● AIM
Could you recast every one of the lines below as a numbered list, skipping blank lines and leaving the pictures out?

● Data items
=======

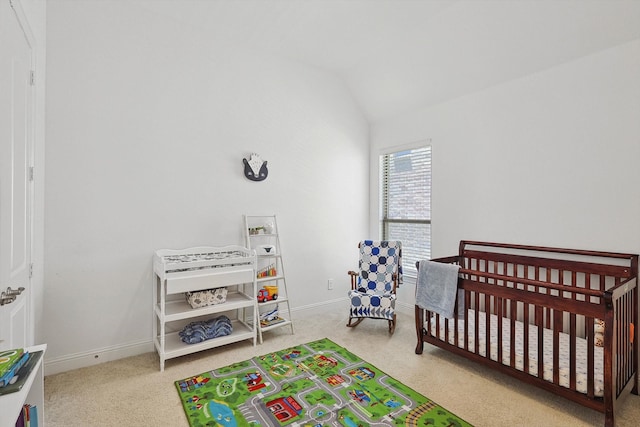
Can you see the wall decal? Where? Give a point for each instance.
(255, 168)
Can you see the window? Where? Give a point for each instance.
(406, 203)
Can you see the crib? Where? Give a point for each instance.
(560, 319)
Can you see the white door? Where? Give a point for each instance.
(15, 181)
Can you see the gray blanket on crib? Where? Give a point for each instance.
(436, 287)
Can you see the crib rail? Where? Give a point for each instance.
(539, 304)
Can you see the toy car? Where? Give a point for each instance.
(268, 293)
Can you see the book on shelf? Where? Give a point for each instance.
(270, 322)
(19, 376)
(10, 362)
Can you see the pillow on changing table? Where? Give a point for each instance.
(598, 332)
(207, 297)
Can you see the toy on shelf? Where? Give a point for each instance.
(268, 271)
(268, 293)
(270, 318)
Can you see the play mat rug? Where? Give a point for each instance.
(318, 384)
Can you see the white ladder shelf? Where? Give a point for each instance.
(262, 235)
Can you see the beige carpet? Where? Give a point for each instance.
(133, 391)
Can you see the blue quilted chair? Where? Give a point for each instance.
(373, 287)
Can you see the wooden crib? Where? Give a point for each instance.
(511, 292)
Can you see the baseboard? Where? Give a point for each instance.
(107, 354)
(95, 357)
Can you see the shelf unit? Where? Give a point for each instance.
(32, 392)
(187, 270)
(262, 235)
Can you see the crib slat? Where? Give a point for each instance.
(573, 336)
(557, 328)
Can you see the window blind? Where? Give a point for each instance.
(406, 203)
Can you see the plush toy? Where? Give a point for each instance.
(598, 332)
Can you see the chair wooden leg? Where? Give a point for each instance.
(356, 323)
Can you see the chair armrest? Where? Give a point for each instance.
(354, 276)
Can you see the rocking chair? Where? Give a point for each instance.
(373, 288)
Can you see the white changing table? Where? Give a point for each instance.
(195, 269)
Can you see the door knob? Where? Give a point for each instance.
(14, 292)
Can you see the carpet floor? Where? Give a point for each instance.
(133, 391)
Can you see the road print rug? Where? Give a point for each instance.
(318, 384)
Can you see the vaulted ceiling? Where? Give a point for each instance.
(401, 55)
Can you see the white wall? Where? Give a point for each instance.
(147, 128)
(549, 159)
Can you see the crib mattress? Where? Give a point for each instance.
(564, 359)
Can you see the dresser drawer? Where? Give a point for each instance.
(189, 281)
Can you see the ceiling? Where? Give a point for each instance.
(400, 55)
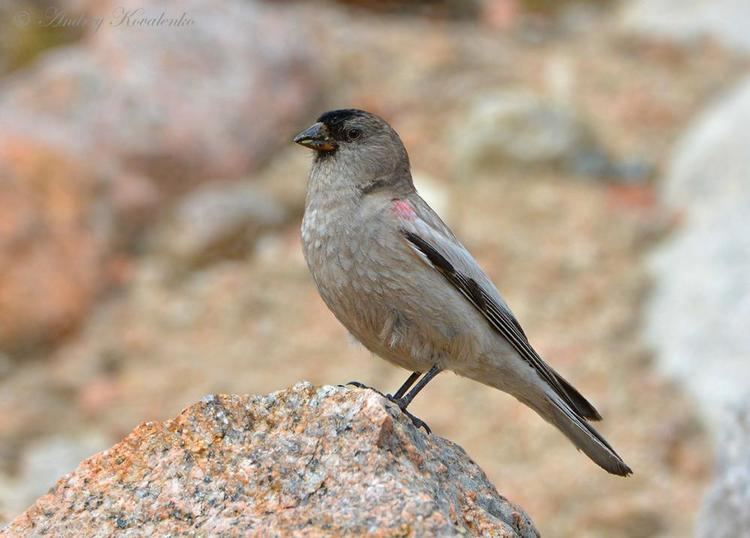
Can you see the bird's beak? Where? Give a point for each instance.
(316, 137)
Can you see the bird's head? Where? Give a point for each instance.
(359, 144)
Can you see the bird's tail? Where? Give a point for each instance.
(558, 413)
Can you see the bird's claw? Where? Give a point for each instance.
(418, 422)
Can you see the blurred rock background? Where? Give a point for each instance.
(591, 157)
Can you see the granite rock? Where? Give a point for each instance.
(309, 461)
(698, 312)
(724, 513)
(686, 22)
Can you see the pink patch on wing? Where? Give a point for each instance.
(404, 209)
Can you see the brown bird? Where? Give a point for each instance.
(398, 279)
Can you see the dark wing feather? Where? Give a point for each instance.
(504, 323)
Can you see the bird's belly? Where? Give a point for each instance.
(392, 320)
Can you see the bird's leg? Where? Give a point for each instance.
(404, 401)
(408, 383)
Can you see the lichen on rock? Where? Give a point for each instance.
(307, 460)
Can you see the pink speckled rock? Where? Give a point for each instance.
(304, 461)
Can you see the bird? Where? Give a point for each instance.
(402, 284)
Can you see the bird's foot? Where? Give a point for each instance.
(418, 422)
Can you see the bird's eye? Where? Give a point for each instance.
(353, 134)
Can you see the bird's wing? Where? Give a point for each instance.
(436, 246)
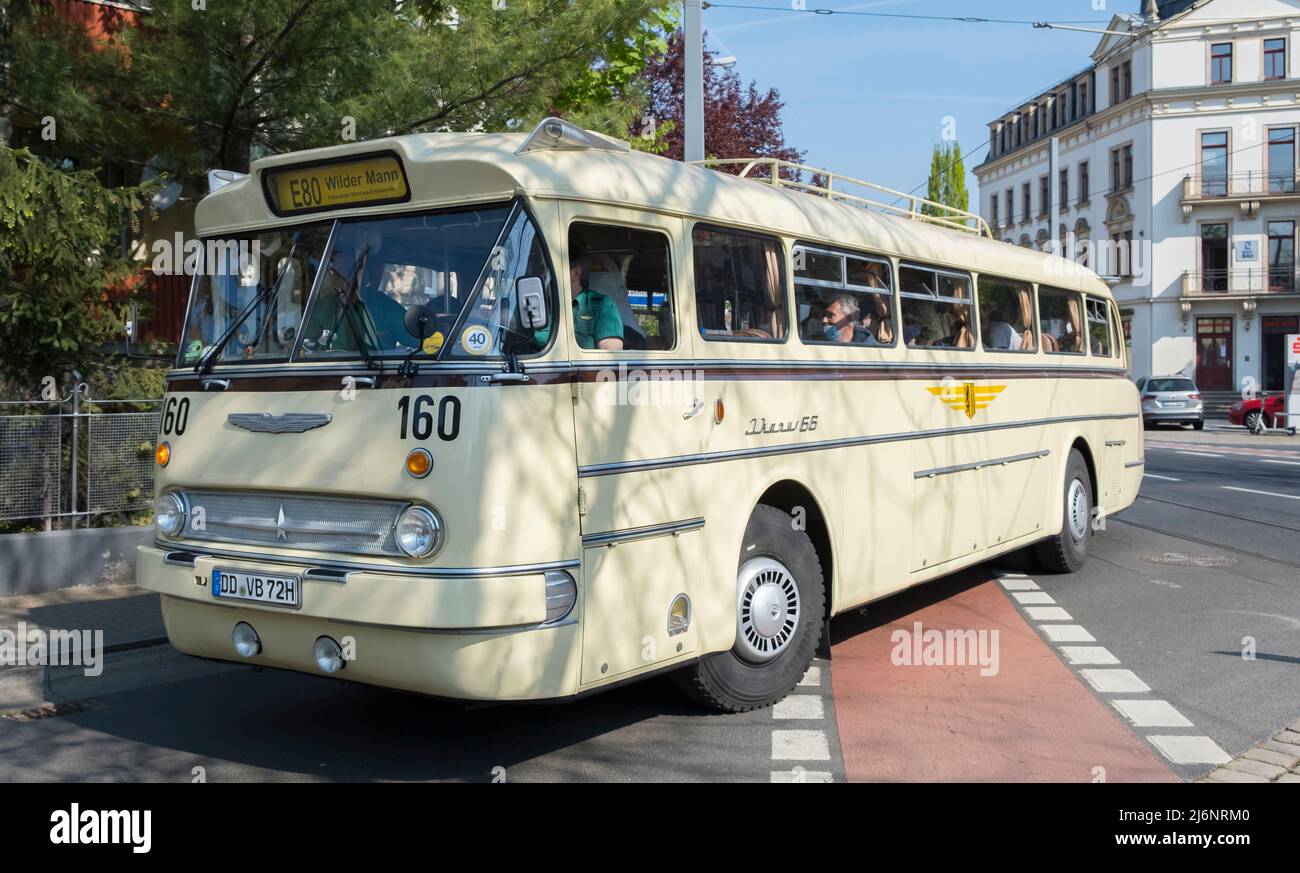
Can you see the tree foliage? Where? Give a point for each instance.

=======

● RESPONSE
1. Can you see the wall decal? Where? Give a point for each instance.
2. (255, 168)
3. Can you see the window? Where? Give a point for each instance.
4. (406, 203)
5. Can you see the crib? Where? Give a point for each instance.
6. (560, 319)
7. Can you see the white door? Where? Give a point for each instance.
8. (15, 181)
9. Can you see the gray blanket on crib? Where? Give a point for each instance.
10. (436, 287)
11. Can you see the crib rail? Where? Give a point for each instance.
12. (539, 304)
13. Can you see the toy car? Where? Give a point for each instance.
14. (268, 293)
15. Can you see the book on shelf? Where? Give a point for each instance.
16. (270, 322)
17. (19, 376)
18. (10, 362)
19. Can you see the pillow on changing table? Where? Give a point for each instance.
20. (598, 332)
21. (207, 297)
22. Can you see the toy on shelf? Where? Give a point for each instance.
23. (268, 271)
24. (268, 293)
25. (270, 318)
26. Can you see the play mat rug? Where? Give a point for each instance.
27. (318, 384)
28. Can you see the white ladder shelf? Where? Give a point for each instance.
29. (262, 235)
30. Can you see the beige carpet? Where? Give a point for each instance.
31. (133, 391)
32. Can you see the blue quilted chair? Where? Give a point for each instance.
33. (373, 287)
34. Can you see the wooden crib? Where? Give a point for each instance.
35. (511, 292)
36. Can you see the baseboard? Where? Give a point for each instance.
37. (107, 354)
38. (95, 357)
39. Can you see the shelf unit? Where? Give a point for each instance.
40. (32, 392)
41. (187, 270)
42. (262, 235)
43. Can you see the crib slat? Where? Give a point for each instance.
44. (573, 336)
45. (557, 328)
46. Can you see the window blind? Where? Give a point for each instance.
47. (406, 203)
48. Can you see the plush toy? Where? Give a point for each instance.
49. (598, 332)
50. Can you see the chair wooden leg? Where? Give a point for each instance.
51. (356, 323)
52. Can you see the chair armrest? Where? Give a point for each instance.
53. (354, 276)
54. Can you see the rocking chair? Where? Give a point for each instance.
55. (373, 288)
56. Can you see the white changing table? Where? Give a point for each instance.
57. (195, 269)
58. Can you see the door knob? Where? Give a point for each instance.
59. (14, 292)
60. Can you see the carpet floor? Where? Give a point for each instance.
61. (133, 391)
62. Can you see the road print rug? Where? Give a point for each instance.
63. (318, 384)
64. Can you see the vaulted ceiling? Where? Give a point for each instance.
65. (401, 55)
66. Can you see the white wall? Where? Give a point for each instance.
67. (147, 128)
68. (549, 159)
69. Can you see the crib mattress? Where? Give a point for each instance.
70. (564, 359)
71. Can you see the dresser drawer? Where? Give a point for each instance.
72. (189, 281)
73. Can you see the ceiling? Where? Give a point for each instance.
74. (400, 55)
75. Can you see the bird's beak? Where? Give a point for each instance.
76. (316, 137)
77. Can you see the bird's head? Where? Give a point for each instance.
78. (359, 144)
79. Can you see the bird's tail? Where? Give a point for each instance.
80. (558, 413)
81. Can you see the bird's claw? Where? Give a point for each instance.
82. (418, 422)
83. Can you see the blurred rock background? Where? Give a point for each instance.
84. (591, 157)
85. Can you see the granite rock? Where? Give a point for each instance.
86. (309, 461)
87. (698, 312)
88. (724, 513)
89. (686, 22)
90. Can you see the pink patch on wing? Where? Give a point for each instance.
91. (404, 209)
92. Can you see the brown bird? Where? Give a point for each instance.
93. (398, 279)
94. Can you see the dark wing feather? Where? Give a point for each instance.
95. (504, 323)
96. Can you see the bird's belly? Where? Give a point for each instance.
97. (392, 320)
98. Can you see the bird's leg? Where? Give a point for each instance.
99. (404, 401)
100. (408, 383)
101. Can you see the lichen on rock? Where? Give a point for each instance.
102. (307, 460)
103. Can you see the pink speckled rock? Where? Give a point for each instance.
104. (304, 461)
105. Can you see the bird? Where? Give a point for each instance.
106. (402, 284)
107. Can you see the bird's foot? Where? Give a point for each instance.
108. (418, 422)
109. Can you see the bird's eye? Where? Give a point for each instance.
110. (353, 134)
111. Can you see the bird's wing? Where? Give a point for each instance.
112. (436, 246)
113. Can you see the tree foliage? Where? Give a point for each instance.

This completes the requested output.